Trecho selecionado:
________________

Gabi,
O meio do ano está batendo em nossa porta e, por aqui, com ele vem a minha tradicional crise do “mulher, sustenta suas decisões”. Lá vem uma avalanche no trabalho, envolta em uma atmosfera de ansiedade por causa de indefinições nos projetos, que me bota pra baixo. Um cansaço pelo acúmulo das coisas do ano me deixa um pouco mais lenta, um pouco mais procrastinadora. Alguns “nãos” que preciso dizer, mas que tenho muito medo de me arrepender, me deixam angustiada. Quando percebo, estou cansadita, chorona e precisando muito de colo.
Sua última carta chegou em um dia em que eu estava especialmente frágil, e a lembrança daqueles domingos na padabosta (você lembra que era assim que chamávamos a padaria ruim?) me arrancou algumas lágrimas. Não foi pela recordação do pão de queijo ruim que chorei, foi um chorinho de alegria mesmo, sabe? Foi muito bom lembrar das conversas nos intervalos do pomodoro, do garçom que era apaixonadinho por você e às vezes nos dava docinhos (ruins) para tentar chamar sua atenção, do quão feliz eu ficava enquanto avançava na tradução daquele livro, dos seus desenhos… Acho que a gente é meio boa em encontrar um jeito de se apoiar, né?
Daquela época, também ficou o hábito de usar o método pomodoro para me ajudar quando a concentração está em frangalhos, e também continuo com a mania de planejar e dividir tudo o que tenho para fazer em blocos, listas e planilhas.

________________

[Entradas de dados armazenadas]
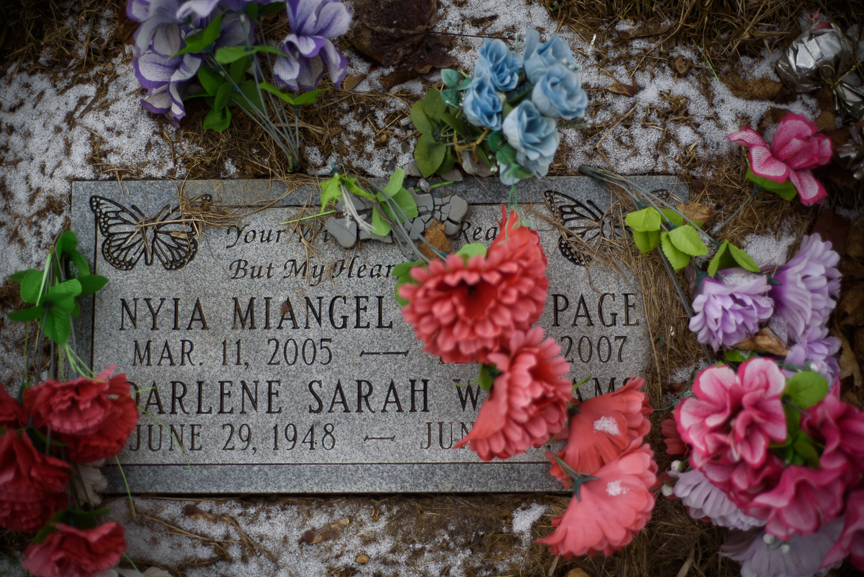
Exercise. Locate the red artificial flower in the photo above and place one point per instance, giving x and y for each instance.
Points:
(603, 428)
(464, 308)
(609, 510)
(71, 552)
(675, 445)
(21, 514)
(734, 415)
(797, 148)
(528, 400)
(851, 541)
(12, 413)
(25, 472)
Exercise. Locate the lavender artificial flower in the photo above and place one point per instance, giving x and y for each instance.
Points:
(761, 555)
(730, 307)
(707, 500)
(809, 285)
(308, 47)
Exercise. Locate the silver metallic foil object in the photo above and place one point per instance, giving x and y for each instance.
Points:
(824, 56)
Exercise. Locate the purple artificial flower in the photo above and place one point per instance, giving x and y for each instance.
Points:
(815, 351)
(707, 500)
(809, 285)
(309, 51)
(761, 555)
(730, 307)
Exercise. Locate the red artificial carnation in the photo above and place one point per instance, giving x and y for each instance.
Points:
(609, 510)
(603, 428)
(21, 514)
(71, 552)
(464, 308)
(25, 472)
(528, 400)
(12, 413)
(77, 407)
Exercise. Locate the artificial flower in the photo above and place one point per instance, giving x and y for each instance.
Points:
(734, 415)
(481, 106)
(462, 308)
(761, 555)
(499, 64)
(71, 552)
(308, 48)
(851, 539)
(608, 510)
(797, 148)
(807, 287)
(705, 499)
(729, 308)
(528, 400)
(602, 429)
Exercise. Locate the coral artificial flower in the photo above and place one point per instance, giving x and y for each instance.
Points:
(603, 428)
(761, 555)
(729, 308)
(528, 400)
(464, 308)
(797, 148)
(807, 287)
(608, 510)
(704, 499)
(851, 539)
(71, 552)
(735, 416)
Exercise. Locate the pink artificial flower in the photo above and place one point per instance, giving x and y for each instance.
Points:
(851, 541)
(528, 400)
(609, 510)
(797, 148)
(804, 499)
(734, 415)
(603, 428)
(465, 308)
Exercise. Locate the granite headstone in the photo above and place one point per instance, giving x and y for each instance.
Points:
(268, 358)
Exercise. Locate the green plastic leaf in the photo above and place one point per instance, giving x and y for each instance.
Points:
(805, 389)
(210, 80)
(785, 190)
(433, 105)
(31, 284)
(646, 241)
(429, 154)
(686, 239)
(218, 120)
(222, 96)
(645, 220)
(31, 314)
(420, 119)
(91, 283)
(472, 249)
(676, 258)
(450, 77)
(743, 259)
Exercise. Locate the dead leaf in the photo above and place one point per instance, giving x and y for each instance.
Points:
(695, 211)
(765, 341)
(436, 237)
(332, 531)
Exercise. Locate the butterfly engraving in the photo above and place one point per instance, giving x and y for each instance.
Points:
(586, 220)
(129, 234)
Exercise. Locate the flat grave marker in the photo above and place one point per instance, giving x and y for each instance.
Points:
(280, 360)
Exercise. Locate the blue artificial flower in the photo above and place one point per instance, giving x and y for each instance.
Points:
(559, 94)
(482, 105)
(534, 136)
(539, 58)
(500, 64)
(308, 47)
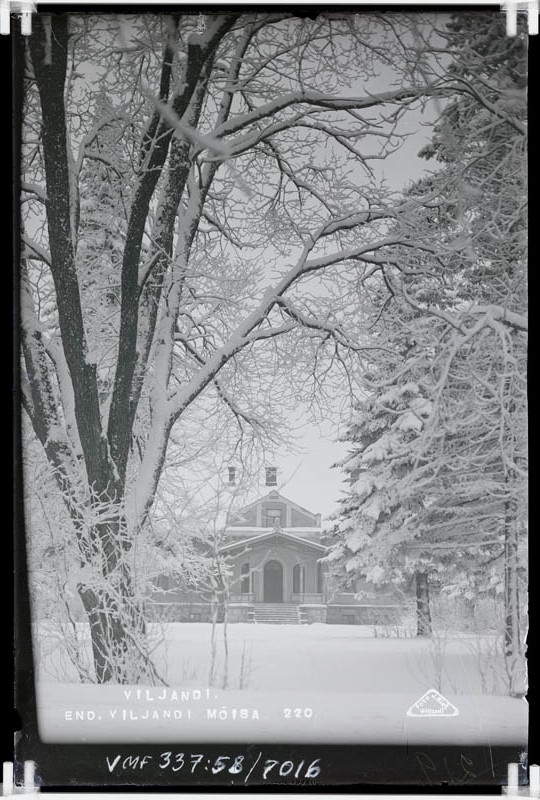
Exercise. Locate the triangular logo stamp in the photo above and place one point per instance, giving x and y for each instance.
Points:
(432, 704)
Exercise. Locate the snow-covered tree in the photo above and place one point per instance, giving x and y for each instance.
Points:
(189, 183)
(464, 282)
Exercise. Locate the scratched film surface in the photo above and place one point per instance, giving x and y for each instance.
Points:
(273, 328)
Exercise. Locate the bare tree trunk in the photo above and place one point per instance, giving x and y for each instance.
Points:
(512, 635)
(423, 612)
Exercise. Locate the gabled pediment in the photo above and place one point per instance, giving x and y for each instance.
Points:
(260, 512)
(273, 537)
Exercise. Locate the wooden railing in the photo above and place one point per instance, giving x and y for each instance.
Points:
(247, 597)
(307, 597)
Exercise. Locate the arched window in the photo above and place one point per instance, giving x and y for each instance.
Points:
(320, 578)
(299, 579)
(246, 575)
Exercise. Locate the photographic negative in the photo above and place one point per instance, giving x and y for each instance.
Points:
(273, 389)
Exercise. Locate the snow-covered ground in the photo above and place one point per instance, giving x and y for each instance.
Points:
(313, 683)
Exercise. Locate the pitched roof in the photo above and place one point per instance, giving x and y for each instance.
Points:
(276, 534)
(273, 495)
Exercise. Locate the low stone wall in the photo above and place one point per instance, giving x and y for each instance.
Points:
(312, 613)
(363, 614)
(240, 612)
(178, 612)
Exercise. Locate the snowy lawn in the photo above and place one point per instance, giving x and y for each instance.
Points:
(313, 683)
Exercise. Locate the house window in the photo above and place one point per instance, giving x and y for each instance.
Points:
(320, 578)
(271, 476)
(299, 579)
(245, 587)
(273, 518)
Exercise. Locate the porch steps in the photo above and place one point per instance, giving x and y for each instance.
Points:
(276, 614)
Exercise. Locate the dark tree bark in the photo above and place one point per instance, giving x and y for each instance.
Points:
(423, 611)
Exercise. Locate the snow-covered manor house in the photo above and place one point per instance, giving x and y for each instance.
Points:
(273, 548)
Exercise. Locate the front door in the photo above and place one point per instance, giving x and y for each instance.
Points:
(273, 582)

________________

Instruções de trabalho:
1. Diga se cada afirmação abaixo está de acordo com a carta, respondendo sim ou não e citando literalmente as palavras da carta que decidem a questão: (a) quem escreve ainda usa o método pomodoro quando tem dificuldade de concentração; (b) os docinhos que o garçom dava eram gostosos; (c) o choro ao receber a última carta veio da lembrança do pão de queijo ruim.
2. Transcreva sem nenhuma alteração as linhas fornecidas, começando pela que contém "Exercise. Locate the snow-covered ground" e seguindo até o fim dessas linhas, com a primeira e a última incluídas.

Respostas:
1.
(a) Sim: "também ficou o hábito de usar o método pomodoro para me ajudar quando a concentração está em frangalhos".
(b) Não: "às vezes nos dava docinhos (ruins)".
(c) Não: "Não foi pela recordação do pão de queijo ruim que chorei, foi um chorinho de alegria mesmo".

2.
Exercise. Locate the snow-covered ground in the photo above and place one point per instance, giving x and y for each instance.
Points:
(313, 683)
Exercise. Locate the pitched roof in the photo above and place one point per instance, giving x and y for each instance.
Points:
(276, 534)
(273, 495)
Exercise. Locate the low stone wall in the photo above and place one point per instance, giving x and y for each instance.
Points:
(312, 613)
(363, 614)
(240, 612)
(178, 612)
Exercise. Locate the snowy lawn in the photo above and place one point per instance, giving x and y for each instance.
Points:
(313, 683)
Exercise. Locate the house window in the photo above and place one point per instance, giving x and y for each instance.
Points:
(320, 578)
(271, 476)
(299, 579)
(245, 587)
(273, 518)
Exercise. Locate the porch steps in the photo above and place one point per instance, giving x and y for each instance.
Points:
(276, 614)
Exercise. Locate the dark tree bark in the photo above and place one point per instance, giving x and y for each instance.
Points:
(423, 611)
Exercise. Locate the snow-covered manor house in the photo above and place one point per instance, giving x and y for each instance.
Points:
(273, 548)
Exercise. Locate the front door in the photo above and place one point per instance, giving x and y for each instance.
Points:
(273, 582)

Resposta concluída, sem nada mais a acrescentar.